» QUESTIONS
(1) Reproduce word for word the part of the Tamoya ohboya text that opens with the words containing "Tamoya ohboya, also" and closes with "Species in 2011.".
(2) Rewrite the paragraph of the Tamoya ohboya text beginning "The species was discovered in the waters" as a bulleted list that keeps its main facts.
(3) Answer these questions using the Tamoya ohboya text:
(a) Who won the online competition to name the species?
(b) About how many of the confirmed sightings took place in the waters of Bonaire?
(c) What range of colors do the species' banded tentacles show?

━━━ SELECTED TEXT

Species of jellyfish

Tamoya ohboya, also known as the Bonaire banded box jellyfish, is a species of box jellyfish formally described in 2011. Tamoya ohboya was discovered by a biologist and educator, William Gillan. In order to name the newly discovered species, Coalition on the Public Understanding of Science organized an online competition, which was won by the high school marine biology teacher Lisa Peck, who said: "I bet ‘Oh Boy’ is the first thing said when a biologist or layman encounters the Bonaire Banded Box Jellyfish." It is the first species of the genus Tamoya to be discovered in over 100 years. The International Institute for Species Exploration included it in a list of Top Ten New Species in 2011.

The species was discovered in the waters of the Dutch Caribbean islands (then part of the Netherlands Antilles). There have been roughly 70 confirmed sightings since 1989, approximately 45 of which took place in the waters of Bonaire and the rest off the shores of Mexico, St Lucia, Curaçao, Barbados, Honduras and St Vincent. The closely related species Tamoya haplonema lives in the waters of Brazil and the south-eastern United States of America. Tamoya ohboya is characterized by a deep stomach, densely spread cnidocysts and banded tentacles whose color ranges from reddish-orange to dark brown. Tamoya ohboya is hard to collect due to its fast swimming and ungregarious nature. Its ecology is still relatively unknown, but it is presumed that it is a daylight predator whose prey includes small crustaceans and fish.

━━━━━━
━━━ DATA

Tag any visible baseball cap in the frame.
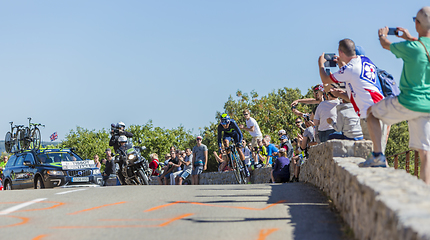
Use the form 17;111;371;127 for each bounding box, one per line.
416;6;430;30
355;45;366;56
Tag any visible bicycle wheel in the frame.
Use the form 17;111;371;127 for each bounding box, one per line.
20;127;30;149
31;128;42;150
4;132;13;153
237;158;247;184
230;153;242;184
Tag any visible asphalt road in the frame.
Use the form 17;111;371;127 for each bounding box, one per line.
0;183;345;240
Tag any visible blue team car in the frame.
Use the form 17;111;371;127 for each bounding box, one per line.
2;149;103;190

━━━━━━

» TASK-BY-TASK OUTPUTS
(1)
Tamoya ohboya, also known as the Bonaire banded box jellyfish, is a species of box jellyfish formally described in 2011. Tamoya ohboya was discovered by a biologist and educator, William Gillan. In order to name the newly discovered species, Coalition on the Public Understanding of Science organized an online competition, which was won by the high school marine biology teacher Lisa Peck, who said: "I bet ‘Oh Boy’ is the first thing said when a biologist or layman encounters the Bonaire Banded Box Jellyfish." It is the first species of the genus Tamoya to be discovered in over 100 years. The International Institute for Species Exploration included it in a list of Top Ten New Species in 2011.

(2)
- Discovered in the waters of the Dutch Caribbean islands, then part of the Netherlands Antilles.
- Roughly 70 confirmed sightings since 1989: about 45 off Bonaire, the rest off Mexico, St Lucia, Curaçao, Barbados, Honduras and St Vincent.
- The closely related Tamoya haplonema lives in the waters of Brazil and the south-eastern United States.
- Has a deep stomach, densely spread cnidocysts, and banded tentacles colored reddish-orange to dark brown.
- Hard to collect because it swims fast and is ungregarious.
- Its ecology is still relatively unknown. It is presumed to be a daylight predator that feeds on small crustaceans and fish.

(3)
(a) Lisa Peck, a high school marine biology teacher.
(b) Approximately 45.
(c) Reddish-orange to dark brown.